Material for this exercise START

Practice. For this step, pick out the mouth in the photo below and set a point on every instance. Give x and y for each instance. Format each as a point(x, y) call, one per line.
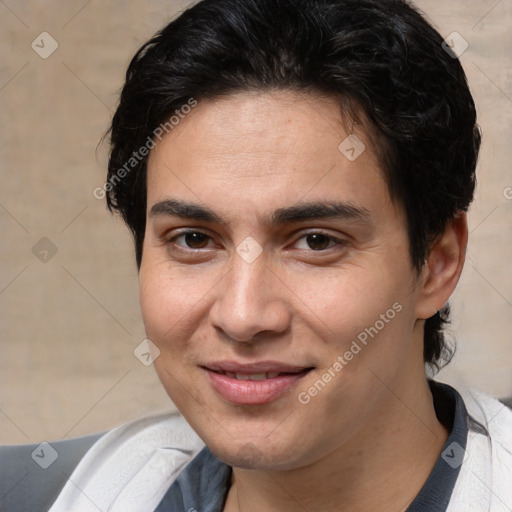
point(253, 384)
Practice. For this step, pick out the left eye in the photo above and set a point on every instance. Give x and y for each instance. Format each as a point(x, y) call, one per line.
point(319, 241)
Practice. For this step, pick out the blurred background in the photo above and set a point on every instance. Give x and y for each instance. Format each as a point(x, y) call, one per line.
point(69, 313)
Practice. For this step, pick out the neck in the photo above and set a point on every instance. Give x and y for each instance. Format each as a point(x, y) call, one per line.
point(382, 468)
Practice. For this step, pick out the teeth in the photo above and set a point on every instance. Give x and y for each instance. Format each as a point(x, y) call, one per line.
point(254, 376)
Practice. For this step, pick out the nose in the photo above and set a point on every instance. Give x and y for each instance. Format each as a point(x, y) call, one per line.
point(250, 300)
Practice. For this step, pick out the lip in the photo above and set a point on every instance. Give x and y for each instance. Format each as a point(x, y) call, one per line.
point(253, 392)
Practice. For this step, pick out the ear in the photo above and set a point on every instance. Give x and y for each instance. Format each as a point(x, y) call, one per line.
point(443, 267)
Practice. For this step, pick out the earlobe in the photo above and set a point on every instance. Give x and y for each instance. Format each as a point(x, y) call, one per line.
point(443, 267)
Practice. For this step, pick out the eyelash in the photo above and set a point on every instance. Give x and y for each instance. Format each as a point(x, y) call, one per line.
point(172, 240)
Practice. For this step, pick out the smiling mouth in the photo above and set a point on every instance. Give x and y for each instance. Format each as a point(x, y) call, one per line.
point(242, 388)
point(259, 376)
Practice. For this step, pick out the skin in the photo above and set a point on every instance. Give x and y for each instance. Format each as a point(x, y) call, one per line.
point(244, 156)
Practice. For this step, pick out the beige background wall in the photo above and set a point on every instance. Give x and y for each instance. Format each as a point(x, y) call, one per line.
point(69, 325)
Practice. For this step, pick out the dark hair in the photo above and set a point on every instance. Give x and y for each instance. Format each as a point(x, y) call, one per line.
point(380, 57)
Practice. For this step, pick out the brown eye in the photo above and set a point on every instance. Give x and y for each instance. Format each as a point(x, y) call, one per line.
point(196, 240)
point(190, 240)
point(318, 242)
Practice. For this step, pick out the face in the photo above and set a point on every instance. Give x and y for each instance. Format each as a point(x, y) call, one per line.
point(275, 279)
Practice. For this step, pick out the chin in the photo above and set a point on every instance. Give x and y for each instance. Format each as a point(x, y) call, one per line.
point(258, 455)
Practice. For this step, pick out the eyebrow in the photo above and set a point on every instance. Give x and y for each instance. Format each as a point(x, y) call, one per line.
point(300, 212)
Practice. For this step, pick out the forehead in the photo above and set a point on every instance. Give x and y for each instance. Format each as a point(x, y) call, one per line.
point(265, 150)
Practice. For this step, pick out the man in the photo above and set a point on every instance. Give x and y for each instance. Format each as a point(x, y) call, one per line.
point(296, 175)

Material for this exercise END

The data is to be returned exactly as it stands, pictures aside.

→ Answer to the problem
Practice. For this step, pick out the mouth in the photo below and set a point on every instance. Give x and y for each instance. Format each as a point(x, y) call, one per line.
point(253, 384)
Practice. For this step, pick out the left eye in the photo above and set a point on every instance. Give x and y for each instance. Format each as a point(x, y) call, one per line.
point(319, 241)
Practice. For this step, pick out the blurred background in the photo above and set a point on every instance. Give x and y for each instance. Format each as a point(x, y) call, one per line.
point(69, 313)
Practice. For this step, pick out the neck in the photo above and set a point on every instance. Give x and y for each instance. Format each as a point(x, y) call, one per line.
point(382, 468)
Practice. For this step, pick out the teeth in the photo above and set a point on every instance. Give x and y for each instance. Format each as a point(x, y) call, one per line.
point(254, 376)
Practice. For this step, pick out the nose in the photo above and set a point on every instance. Give x and y for each instance. Format each as a point(x, y) call, one per line.
point(250, 300)
Practice. For this step, pick out the lip in the photo above and set a point on every instance. Give x and y for each instance. Format each as a point(x, y) call, one per line.
point(253, 392)
Practice. For this step, pick out the ear in the photo above and set a point on every instance. Give x and y for each instance. Format each as a point(x, y) call, one per line.
point(443, 267)
Practice. For this step, pick out the earlobe in the photo above and set a point on every instance. Give x and y for each instance. Format each as a point(x, y) call, one per line.
point(443, 267)
Practice. For this step, pick out the eyelash in the photo above and set a point on every instance. Give x and y for each instance. Format each as a point(x, y) call, one per line.
point(172, 240)
Practice. For this step, pick out the smiling mouth in the photo above and set a point on every instance. Give x and y for each instance. Format each as a point(x, y) call, one per line.
point(242, 388)
point(259, 376)
Practice. For this step, pick out the skin in the photo above and set a point on every instance. Give x and y for each instance. Format each as a point(x, y) call, one per line.
point(244, 156)
Practice. For this step, pick out the beige background wall in the photo above and set a point on every instance. Give x and y for each instance. Format each as a point(x, y) call, one per line.
point(69, 325)
Practice. For this step, pick out the dark hair in the photo above and set a point on every instance. Give x and y for each instance. Format each as a point(x, y) call, one per line.
point(380, 57)
Practice. For this step, pick out the brown eye in the photo above and set a point on every instance. Give x and y for each instance. Format each as a point(x, y) call, one per line.
point(196, 240)
point(190, 240)
point(318, 242)
Practice. For this step, pick out the face in the photo above and set a point on every instance. Give x and y for each instance. Format each as a point(x, y) call, one per line.
point(275, 279)
Practice. For this step, pick out the chin in the photo above and set a point on every instance. Give x and y for each instance. Format each as a point(x, y) call, one per line.
point(258, 455)
Practice. For this step, pick out the eyebrow in the photo above and set a point on every instance. Give x and y for each instance. Format each as a point(x, y) call, one per line.
point(300, 212)
Practice. For this step, pick out the forehead in the photo above and set a point on every instance. Give x and y for each instance. Format each as a point(x, y) call, one per line.
point(265, 150)
Practice. For this step, pick out the man in the photo above and set a point on every instance. Give x and y for each instance. Format each as a point(x, y) call, one per line.
point(296, 175)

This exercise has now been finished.